__STATED TASK__: Rewrite the items below with "parked car" changed to "parked vehicle" and nothing else altered, and leave out the pictures.

Lines of data:

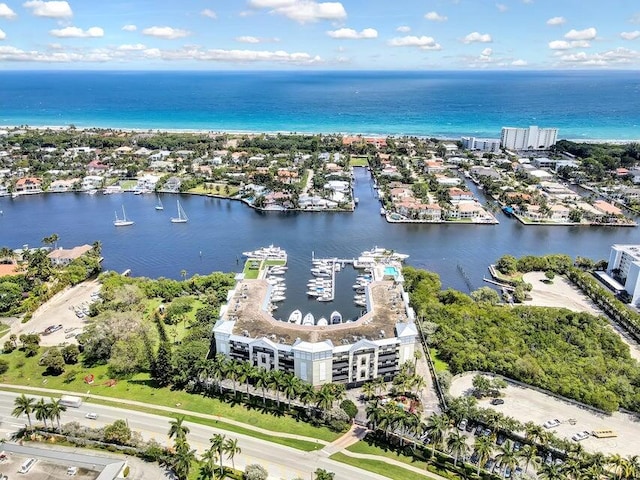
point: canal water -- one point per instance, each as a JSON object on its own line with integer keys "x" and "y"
{"x": 219, "y": 231}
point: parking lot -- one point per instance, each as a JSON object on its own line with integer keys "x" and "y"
{"x": 60, "y": 310}
{"x": 525, "y": 404}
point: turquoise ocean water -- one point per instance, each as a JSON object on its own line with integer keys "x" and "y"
{"x": 583, "y": 105}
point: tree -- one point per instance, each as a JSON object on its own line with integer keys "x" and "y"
{"x": 322, "y": 474}
{"x": 23, "y": 405}
{"x": 118, "y": 432}
{"x": 177, "y": 428}
{"x": 53, "y": 360}
{"x": 457, "y": 446}
{"x": 255, "y": 471}
{"x": 231, "y": 448}
{"x": 55, "y": 410}
{"x": 41, "y": 411}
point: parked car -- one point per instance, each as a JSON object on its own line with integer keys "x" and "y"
{"x": 551, "y": 423}
{"x": 578, "y": 437}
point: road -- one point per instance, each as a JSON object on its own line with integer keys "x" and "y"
{"x": 280, "y": 461}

__ANSWER BELOW__:
point: canal water -- one point per instance, each as a JSON object on its own line with integer keys "x" and "y"
{"x": 219, "y": 231}
point: parking lot -- one point per instance, each as a JSON object on its own line with integer keys "x" and "y"
{"x": 60, "y": 310}
{"x": 525, "y": 404}
point: turquoise ocean water -- one point per instance, each as a JSON object on its own line with integer keys "x" and "y"
{"x": 583, "y": 105}
point: tree -- one point per instance, each as a JSON object on its own line with integer keys "x" and "y"
{"x": 322, "y": 474}
{"x": 23, "y": 405}
{"x": 118, "y": 432}
{"x": 177, "y": 428}
{"x": 53, "y": 360}
{"x": 457, "y": 446}
{"x": 255, "y": 471}
{"x": 231, "y": 448}
{"x": 55, "y": 410}
{"x": 41, "y": 411}
point: parked vehicle -- one point per instance, each as a JSON object on its own line with integer keys "x" and "y"
{"x": 551, "y": 423}
{"x": 578, "y": 437}
point: road -- one point per instance, each as a JSON object on its own line with integer keys "x" and "y"
{"x": 280, "y": 461}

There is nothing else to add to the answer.